◆ RECORDS FOR THE EXERCISE ◆

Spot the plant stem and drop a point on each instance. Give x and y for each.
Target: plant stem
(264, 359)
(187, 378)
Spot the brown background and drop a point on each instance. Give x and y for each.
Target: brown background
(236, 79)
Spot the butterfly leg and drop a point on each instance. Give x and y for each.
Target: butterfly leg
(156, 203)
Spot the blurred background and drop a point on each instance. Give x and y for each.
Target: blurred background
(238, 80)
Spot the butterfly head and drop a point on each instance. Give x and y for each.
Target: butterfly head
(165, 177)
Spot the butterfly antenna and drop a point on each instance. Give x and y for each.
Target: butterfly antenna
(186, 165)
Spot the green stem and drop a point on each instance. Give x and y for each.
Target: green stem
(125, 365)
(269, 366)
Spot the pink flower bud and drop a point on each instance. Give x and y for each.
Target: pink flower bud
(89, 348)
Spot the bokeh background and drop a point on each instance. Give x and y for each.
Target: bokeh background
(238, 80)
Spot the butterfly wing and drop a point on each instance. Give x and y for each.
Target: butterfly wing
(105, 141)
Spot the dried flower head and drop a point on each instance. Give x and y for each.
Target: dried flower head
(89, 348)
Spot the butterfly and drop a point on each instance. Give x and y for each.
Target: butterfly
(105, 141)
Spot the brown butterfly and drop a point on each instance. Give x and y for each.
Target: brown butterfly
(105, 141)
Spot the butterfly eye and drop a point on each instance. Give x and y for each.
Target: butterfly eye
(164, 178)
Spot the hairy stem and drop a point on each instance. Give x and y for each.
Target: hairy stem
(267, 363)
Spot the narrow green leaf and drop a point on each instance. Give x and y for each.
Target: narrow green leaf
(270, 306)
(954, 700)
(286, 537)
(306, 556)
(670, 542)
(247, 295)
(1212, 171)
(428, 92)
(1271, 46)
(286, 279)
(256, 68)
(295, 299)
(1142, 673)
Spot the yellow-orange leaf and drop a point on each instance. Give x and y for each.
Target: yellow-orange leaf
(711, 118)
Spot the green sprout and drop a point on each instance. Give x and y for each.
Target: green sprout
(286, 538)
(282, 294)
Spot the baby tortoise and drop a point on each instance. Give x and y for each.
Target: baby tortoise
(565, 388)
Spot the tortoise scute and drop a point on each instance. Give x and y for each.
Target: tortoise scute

◆ AIM OF THE TASK ◆
Put every line of the entries above into one numbered list, skipping any blank lines.

◆ TASK ANSWER ◆
1. Spot the plant stem and drop a point on each instance. Give x and y for each.
2. Target: plant stem
3. (264, 359)
4. (187, 378)
5. Spot the brown background and drop a point on each instance. Give x and y for each.
6. Target: brown background
7. (236, 79)
8. Spot the butterfly leg and drop a point on each instance. Give x and y for each.
9. Target: butterfly leg
10. (156, 203)
11. Spot the blurred background and drop a point on each instance. Give x and y for each.
12. Target: blurred background
13. (238, 80)
14. Spot the butterfly head and drop a point on each instance. Give x and y for each.
15. Target: butterfly head
16. (165, 177)
17. Spot the butterfly antenna and drop a point on each instance. Give x and y for each.
18. Target: butterfly antenna
19. (186, 165)
20. Spot the green stem and drop a point on each instance. Give x and y for each.
21. Target: green stem
22. (125, 365)
23. (269, 366)
24. Spot the pink flower bud and drop a point on each instance. Give x and y for each.
25. Target: pink flower bud
26. (89, 348)
27. Spot the bokeh background and drop a point on each instance. Give x and y for each.
28. Target: bokeh background
29. (238, 80)
30. Spot the butterfly wing and drop a point on each instance. Give x and y for each.
31. Target: butterfly wing
32. (105, 141)
33. Spot the dried flower head and drop a point on each instance. Give x and y for each.
34. Target: dried flower head
35. (89, 348)
36. Spot the butterfly and drop a point on each instance. Give x and y for each.
37. Target: butterfly
38. (105, 141)
39. Spot the brown butterfly and drop a point on each instance. Give x and y for each.
40. Target: brown butterfly
41. (105, 141)
42. Spot the butterfly eye and drop a point on each instance. Give x and y for each.
43. Target: butterfly eye
44. (164, 178)
45. Spot the hairy stem and drop a point on each instance. Give x and y for each.
46. Target: hairy stem
47. (267, 363)
48. Spot the narrow green leaf and drop a point on each instance. Give x and y for each.
49. Target: narrow green leaf
50. (270, 306)
51. (954, 700)
52. (286, 537)
53. (306, 556)
54. (670, 542)
55. (247, 295)
56. (1212, 171)
57. (428, 92)
58. (1271, 46)
59. (286, 279)
60. (256, 68)
61. (295, 299)
62. (1142, 673)
63. Spot the yellow-orange leaf and drop a point on each instance. Give x and y for each.
64. Target: yellow-orange leaf
65. (711, 118)
66. Spot the green sprout and drop a point on each instance. Give x and y for each.
67. Target: green sprout
68. (286, 538)
69. (282, 294)
70. Spot the baby tortoise and drop a point on each instance. Give x and y for each.
71. Target: baby tortoise
72. (565, 388)
73. Spot the tortoise scute and drop a point on each instance. Give x and y for each.
74. Target: tortoise scute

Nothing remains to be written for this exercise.